=== What is being asked ===
Rewrite the entries from the line containing "patch on dog's" through the line containing "140;398;183;444", inclusive, replacing "supplied image" with "provided image" and leaving everything else unchanged.

=== Provided data ===
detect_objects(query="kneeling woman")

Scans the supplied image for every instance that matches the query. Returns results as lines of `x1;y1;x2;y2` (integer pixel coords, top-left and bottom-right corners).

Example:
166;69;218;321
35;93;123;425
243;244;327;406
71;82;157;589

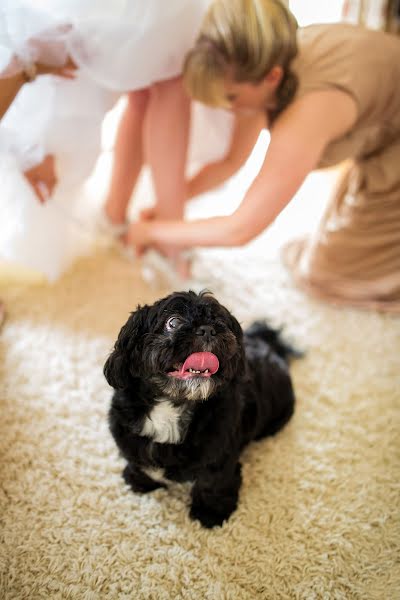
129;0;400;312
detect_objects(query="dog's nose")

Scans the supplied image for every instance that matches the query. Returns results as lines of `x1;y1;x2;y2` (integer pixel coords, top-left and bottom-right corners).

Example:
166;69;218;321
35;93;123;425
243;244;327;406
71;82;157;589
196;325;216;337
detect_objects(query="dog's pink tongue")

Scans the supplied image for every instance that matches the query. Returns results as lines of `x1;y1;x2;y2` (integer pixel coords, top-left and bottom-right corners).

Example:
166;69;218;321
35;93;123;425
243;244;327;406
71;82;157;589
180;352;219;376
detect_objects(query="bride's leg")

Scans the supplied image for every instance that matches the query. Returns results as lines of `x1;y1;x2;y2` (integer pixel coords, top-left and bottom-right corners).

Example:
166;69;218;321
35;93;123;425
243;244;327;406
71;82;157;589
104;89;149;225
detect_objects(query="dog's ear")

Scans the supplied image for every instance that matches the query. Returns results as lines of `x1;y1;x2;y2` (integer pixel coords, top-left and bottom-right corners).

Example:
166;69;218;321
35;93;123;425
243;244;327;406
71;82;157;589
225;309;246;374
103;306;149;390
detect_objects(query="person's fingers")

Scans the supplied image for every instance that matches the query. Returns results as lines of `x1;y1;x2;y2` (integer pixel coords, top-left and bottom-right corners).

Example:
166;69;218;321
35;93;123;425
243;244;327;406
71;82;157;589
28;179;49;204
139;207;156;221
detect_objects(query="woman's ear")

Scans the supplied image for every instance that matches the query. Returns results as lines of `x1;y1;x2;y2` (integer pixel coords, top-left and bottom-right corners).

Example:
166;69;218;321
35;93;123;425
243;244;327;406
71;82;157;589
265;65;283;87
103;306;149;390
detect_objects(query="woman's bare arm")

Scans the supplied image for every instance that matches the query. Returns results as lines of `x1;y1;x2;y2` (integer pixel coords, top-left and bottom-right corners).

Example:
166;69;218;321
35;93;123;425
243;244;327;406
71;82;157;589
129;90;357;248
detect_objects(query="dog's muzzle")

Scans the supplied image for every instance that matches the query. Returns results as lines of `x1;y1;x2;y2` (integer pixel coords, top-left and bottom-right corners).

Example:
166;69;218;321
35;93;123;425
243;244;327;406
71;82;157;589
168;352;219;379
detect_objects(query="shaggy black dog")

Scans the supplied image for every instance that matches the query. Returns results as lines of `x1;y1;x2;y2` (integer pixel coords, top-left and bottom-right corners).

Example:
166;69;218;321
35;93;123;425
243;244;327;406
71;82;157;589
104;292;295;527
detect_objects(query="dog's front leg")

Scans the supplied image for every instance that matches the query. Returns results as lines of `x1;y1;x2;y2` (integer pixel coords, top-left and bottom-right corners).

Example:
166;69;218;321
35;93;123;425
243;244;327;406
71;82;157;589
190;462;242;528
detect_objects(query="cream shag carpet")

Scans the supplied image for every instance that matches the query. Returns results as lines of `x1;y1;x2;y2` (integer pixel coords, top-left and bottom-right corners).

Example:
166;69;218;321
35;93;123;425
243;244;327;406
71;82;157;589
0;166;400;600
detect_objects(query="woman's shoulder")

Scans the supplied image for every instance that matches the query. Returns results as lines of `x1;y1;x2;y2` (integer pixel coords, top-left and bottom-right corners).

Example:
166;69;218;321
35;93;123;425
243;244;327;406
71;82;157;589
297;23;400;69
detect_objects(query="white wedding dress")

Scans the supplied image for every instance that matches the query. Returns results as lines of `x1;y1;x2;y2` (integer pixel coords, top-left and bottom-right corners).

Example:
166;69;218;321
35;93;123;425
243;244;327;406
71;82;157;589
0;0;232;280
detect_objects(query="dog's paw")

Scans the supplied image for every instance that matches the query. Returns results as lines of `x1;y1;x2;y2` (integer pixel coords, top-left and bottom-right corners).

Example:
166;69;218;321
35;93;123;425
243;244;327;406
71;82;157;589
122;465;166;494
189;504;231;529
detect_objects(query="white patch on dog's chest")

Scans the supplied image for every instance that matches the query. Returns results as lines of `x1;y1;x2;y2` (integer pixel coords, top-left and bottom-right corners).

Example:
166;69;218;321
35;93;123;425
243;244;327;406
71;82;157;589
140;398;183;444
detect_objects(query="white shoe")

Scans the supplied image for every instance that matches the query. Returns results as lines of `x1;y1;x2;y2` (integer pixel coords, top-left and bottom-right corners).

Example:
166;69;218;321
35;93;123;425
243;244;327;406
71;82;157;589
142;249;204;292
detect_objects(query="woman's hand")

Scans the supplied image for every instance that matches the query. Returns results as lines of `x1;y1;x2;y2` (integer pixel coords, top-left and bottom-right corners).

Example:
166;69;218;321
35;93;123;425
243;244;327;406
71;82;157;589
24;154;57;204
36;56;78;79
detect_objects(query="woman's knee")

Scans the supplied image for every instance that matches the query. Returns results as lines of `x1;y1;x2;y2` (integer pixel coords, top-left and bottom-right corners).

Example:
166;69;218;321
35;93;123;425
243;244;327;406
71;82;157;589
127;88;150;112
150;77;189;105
* * *
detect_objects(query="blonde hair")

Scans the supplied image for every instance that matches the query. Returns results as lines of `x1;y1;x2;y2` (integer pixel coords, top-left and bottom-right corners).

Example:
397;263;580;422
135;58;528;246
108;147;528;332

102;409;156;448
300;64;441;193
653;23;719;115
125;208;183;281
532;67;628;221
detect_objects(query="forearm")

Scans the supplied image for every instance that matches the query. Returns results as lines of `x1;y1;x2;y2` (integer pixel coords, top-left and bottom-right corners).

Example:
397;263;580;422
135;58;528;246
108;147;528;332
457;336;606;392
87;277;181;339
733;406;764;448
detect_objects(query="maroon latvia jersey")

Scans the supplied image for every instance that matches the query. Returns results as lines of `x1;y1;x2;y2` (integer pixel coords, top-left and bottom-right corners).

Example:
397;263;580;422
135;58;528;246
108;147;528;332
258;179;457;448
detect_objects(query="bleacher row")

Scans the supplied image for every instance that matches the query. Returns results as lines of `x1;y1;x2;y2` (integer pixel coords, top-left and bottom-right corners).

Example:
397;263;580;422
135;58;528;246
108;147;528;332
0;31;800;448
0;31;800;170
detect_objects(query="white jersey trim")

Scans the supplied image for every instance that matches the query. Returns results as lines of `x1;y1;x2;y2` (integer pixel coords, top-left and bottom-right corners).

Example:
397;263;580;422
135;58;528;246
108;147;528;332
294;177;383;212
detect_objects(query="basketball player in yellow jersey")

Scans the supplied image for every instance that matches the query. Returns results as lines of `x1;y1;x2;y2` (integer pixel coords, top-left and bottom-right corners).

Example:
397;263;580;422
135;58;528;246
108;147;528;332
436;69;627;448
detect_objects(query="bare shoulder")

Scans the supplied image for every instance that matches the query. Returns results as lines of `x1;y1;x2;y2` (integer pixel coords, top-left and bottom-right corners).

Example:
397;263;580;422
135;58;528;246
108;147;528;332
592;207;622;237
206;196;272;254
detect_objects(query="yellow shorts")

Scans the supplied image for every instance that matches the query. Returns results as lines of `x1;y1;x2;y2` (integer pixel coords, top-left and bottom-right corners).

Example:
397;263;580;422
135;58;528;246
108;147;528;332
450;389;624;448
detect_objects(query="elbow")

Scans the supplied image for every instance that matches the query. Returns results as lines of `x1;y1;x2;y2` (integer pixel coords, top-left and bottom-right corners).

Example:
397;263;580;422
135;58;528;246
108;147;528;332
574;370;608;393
--
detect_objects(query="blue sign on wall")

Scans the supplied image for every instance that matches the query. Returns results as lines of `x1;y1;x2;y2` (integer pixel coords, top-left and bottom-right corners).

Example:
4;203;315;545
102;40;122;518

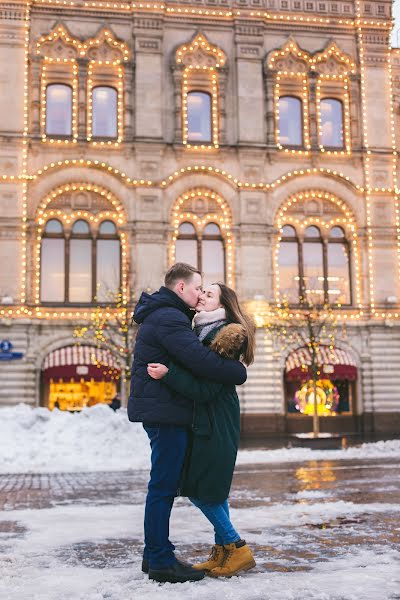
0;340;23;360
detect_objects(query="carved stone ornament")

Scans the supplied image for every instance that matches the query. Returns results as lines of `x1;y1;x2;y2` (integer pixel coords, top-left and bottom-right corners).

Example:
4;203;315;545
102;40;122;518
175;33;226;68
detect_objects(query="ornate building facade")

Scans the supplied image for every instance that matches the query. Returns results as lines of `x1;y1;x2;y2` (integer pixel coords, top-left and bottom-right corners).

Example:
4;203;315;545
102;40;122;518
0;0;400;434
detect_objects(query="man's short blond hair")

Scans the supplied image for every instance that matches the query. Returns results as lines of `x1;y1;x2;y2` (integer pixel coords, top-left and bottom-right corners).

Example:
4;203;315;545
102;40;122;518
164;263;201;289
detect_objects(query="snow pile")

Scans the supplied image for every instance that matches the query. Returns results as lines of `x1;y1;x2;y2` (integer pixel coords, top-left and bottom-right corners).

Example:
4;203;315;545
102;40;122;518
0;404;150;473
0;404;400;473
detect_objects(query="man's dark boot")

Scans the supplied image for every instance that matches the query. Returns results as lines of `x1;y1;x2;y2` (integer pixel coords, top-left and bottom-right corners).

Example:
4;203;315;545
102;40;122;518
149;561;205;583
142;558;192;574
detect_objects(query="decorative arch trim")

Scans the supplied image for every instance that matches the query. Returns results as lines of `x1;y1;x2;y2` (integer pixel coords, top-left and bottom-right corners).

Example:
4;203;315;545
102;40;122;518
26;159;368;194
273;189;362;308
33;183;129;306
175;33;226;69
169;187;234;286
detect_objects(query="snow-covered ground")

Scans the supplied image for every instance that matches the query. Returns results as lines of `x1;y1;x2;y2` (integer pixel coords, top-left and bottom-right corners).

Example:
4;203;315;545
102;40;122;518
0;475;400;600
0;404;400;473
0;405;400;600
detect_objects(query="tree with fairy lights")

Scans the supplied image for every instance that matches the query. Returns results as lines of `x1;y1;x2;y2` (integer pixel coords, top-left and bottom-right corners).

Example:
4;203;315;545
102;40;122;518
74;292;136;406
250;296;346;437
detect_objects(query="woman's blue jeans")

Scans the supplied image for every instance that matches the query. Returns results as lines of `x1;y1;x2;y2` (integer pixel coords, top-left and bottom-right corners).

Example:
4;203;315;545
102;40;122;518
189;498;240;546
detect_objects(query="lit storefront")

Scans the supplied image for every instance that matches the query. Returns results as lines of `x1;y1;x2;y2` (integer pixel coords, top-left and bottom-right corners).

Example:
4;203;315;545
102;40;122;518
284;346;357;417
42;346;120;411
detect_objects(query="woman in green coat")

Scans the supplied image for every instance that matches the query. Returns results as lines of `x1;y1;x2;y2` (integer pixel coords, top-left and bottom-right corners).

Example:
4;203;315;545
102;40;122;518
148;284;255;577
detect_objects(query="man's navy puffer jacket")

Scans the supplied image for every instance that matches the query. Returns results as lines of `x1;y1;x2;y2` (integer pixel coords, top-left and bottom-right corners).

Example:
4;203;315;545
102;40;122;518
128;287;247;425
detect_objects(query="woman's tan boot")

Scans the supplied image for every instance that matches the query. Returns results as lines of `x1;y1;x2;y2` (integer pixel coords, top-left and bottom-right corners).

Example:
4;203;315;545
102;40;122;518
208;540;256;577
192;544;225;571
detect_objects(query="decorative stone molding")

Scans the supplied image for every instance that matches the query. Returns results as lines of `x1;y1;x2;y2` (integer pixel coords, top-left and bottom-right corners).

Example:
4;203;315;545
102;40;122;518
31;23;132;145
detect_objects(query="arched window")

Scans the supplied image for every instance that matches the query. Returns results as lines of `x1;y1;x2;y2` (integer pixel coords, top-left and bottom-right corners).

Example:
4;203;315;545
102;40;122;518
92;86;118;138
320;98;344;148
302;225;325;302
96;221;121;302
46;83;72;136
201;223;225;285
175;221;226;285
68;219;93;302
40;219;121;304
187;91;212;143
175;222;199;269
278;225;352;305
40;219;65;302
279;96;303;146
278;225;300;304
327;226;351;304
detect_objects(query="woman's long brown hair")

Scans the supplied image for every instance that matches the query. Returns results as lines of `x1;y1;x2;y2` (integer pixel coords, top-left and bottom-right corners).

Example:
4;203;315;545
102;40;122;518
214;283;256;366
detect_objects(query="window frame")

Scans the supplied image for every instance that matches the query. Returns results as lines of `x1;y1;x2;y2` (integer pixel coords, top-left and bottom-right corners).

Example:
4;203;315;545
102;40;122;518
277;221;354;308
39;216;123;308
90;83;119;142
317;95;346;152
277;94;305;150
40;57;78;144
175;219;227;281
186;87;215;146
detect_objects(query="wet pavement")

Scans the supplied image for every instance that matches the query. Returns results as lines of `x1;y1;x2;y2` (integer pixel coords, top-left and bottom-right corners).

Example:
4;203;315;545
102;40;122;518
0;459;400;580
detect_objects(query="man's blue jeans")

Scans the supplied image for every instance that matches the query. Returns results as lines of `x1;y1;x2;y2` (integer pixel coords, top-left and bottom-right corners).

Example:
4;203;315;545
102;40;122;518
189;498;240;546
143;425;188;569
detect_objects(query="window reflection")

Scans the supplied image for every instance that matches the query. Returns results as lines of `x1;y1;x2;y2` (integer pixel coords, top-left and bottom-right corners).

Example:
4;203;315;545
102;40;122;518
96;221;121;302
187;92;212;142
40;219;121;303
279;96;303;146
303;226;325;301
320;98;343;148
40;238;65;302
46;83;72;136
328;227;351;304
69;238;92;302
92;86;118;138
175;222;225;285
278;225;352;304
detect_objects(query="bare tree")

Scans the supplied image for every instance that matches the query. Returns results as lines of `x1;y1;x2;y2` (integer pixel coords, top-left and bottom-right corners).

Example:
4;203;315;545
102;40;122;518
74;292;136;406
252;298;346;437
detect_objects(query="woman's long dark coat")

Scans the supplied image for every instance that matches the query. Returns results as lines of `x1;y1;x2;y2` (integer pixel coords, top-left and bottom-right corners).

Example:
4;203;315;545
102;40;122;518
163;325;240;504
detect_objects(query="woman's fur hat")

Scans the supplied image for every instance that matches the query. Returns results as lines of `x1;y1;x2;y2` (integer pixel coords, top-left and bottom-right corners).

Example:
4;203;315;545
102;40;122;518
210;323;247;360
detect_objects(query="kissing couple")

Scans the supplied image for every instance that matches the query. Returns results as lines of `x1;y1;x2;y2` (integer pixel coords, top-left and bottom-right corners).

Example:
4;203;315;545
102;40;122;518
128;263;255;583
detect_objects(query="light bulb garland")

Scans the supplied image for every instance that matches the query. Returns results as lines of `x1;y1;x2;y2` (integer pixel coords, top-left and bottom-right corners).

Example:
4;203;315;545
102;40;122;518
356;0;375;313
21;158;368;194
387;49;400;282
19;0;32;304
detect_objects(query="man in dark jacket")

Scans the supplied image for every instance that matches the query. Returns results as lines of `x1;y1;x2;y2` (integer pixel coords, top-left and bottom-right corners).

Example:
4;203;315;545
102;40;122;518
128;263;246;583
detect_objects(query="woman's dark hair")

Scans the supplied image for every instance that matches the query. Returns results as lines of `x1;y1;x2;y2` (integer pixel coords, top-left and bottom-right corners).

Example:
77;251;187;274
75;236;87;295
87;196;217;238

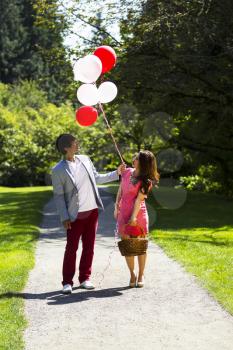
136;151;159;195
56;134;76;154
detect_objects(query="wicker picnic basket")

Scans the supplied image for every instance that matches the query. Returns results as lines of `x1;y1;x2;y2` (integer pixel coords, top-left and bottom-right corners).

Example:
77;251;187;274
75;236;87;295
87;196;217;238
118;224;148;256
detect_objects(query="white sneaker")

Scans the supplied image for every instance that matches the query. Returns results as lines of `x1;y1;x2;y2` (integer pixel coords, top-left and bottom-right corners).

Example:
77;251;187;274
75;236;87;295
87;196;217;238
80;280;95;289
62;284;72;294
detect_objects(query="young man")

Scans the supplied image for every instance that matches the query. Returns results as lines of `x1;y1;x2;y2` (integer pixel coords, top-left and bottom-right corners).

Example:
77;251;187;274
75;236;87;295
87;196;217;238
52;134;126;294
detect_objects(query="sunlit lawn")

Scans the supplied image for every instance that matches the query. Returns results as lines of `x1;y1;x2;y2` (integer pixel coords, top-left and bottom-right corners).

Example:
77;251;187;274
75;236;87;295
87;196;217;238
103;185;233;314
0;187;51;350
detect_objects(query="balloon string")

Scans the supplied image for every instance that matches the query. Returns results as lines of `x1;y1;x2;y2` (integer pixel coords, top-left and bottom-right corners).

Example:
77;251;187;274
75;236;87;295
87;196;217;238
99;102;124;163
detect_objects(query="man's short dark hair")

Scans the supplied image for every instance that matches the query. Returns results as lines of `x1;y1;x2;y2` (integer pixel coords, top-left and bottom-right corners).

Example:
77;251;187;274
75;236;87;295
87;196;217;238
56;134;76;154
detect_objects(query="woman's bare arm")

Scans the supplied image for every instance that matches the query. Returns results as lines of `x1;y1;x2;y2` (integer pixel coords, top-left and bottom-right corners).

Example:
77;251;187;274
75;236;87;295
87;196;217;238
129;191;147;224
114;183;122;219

=== Final result ===
detect_objects(query="white patch on dog's chest")

Scans the provided image for every instance that matches the query. Returns results as lines of `x1;y1;x2;y2` (integer pixel coords, top-left and bottom-right corners).

Example:
166;69;218;321
35;93;123;425
243;244;327;406
71;82;157;589
140;398;183;444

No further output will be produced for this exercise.